Begin Records shown
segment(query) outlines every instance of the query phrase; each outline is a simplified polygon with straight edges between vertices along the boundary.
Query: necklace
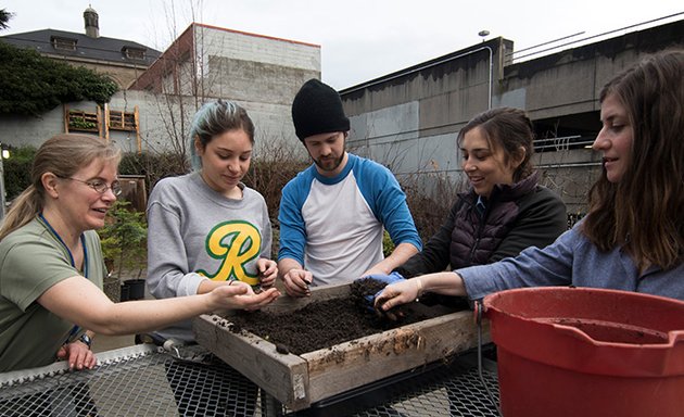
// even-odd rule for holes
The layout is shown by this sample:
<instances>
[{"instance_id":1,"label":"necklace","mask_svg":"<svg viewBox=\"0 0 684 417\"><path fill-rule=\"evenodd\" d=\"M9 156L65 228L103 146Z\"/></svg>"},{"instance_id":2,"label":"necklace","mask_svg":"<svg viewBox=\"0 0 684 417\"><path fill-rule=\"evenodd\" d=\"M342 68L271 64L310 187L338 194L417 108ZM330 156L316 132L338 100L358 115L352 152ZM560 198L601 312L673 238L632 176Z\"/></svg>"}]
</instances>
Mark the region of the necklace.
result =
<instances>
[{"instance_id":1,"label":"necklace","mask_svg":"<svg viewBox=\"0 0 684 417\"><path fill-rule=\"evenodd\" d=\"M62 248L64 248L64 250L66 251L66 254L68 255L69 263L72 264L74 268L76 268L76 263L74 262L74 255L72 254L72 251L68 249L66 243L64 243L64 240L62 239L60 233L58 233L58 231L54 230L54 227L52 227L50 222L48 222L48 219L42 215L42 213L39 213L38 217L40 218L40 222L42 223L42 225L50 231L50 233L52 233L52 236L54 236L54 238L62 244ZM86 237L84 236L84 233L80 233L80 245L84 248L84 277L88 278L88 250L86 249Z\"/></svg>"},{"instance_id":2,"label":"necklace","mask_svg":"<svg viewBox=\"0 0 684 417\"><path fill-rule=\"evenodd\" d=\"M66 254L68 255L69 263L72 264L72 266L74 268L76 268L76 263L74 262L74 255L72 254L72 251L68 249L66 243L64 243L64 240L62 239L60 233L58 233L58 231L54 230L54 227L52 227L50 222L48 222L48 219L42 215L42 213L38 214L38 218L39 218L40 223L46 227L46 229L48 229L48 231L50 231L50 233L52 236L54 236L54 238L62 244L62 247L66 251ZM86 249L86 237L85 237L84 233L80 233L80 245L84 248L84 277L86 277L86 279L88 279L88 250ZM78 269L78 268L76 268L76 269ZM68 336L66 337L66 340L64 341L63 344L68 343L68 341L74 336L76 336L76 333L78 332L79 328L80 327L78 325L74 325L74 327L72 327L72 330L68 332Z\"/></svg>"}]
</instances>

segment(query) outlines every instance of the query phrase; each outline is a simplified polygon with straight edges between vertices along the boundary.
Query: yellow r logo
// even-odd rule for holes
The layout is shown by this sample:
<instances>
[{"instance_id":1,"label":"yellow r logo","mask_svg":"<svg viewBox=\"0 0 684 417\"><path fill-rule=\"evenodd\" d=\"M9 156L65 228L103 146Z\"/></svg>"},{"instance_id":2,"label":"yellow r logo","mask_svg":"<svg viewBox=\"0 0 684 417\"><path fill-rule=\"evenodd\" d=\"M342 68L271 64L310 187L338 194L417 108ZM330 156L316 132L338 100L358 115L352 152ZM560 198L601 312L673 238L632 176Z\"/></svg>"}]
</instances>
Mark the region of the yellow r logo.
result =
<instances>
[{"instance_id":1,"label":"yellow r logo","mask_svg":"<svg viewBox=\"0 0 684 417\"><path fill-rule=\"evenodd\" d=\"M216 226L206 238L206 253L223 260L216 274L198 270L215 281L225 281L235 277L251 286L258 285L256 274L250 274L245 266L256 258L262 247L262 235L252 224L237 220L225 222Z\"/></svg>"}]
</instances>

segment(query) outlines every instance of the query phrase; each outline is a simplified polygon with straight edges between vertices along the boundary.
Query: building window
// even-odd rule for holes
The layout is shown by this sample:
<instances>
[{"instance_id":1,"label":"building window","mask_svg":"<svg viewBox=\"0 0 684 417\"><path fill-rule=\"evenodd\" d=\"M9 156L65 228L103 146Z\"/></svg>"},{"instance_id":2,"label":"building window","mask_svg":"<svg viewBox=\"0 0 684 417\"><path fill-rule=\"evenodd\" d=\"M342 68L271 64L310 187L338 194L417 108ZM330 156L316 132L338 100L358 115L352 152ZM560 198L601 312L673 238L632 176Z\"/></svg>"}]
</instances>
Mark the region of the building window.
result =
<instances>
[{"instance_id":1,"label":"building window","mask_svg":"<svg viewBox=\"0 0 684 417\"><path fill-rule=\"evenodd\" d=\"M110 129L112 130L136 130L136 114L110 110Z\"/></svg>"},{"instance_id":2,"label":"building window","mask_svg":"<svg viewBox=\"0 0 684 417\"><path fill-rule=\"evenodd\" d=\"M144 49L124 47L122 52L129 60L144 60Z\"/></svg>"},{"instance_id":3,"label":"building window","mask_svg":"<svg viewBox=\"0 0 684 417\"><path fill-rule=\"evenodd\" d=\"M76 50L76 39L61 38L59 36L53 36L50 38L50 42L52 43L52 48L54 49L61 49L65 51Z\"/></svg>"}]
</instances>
End Records shown
* Given task: Count the lines in the material above that contain the word "Mark". Reply with the number alone.

* Complete answer: 3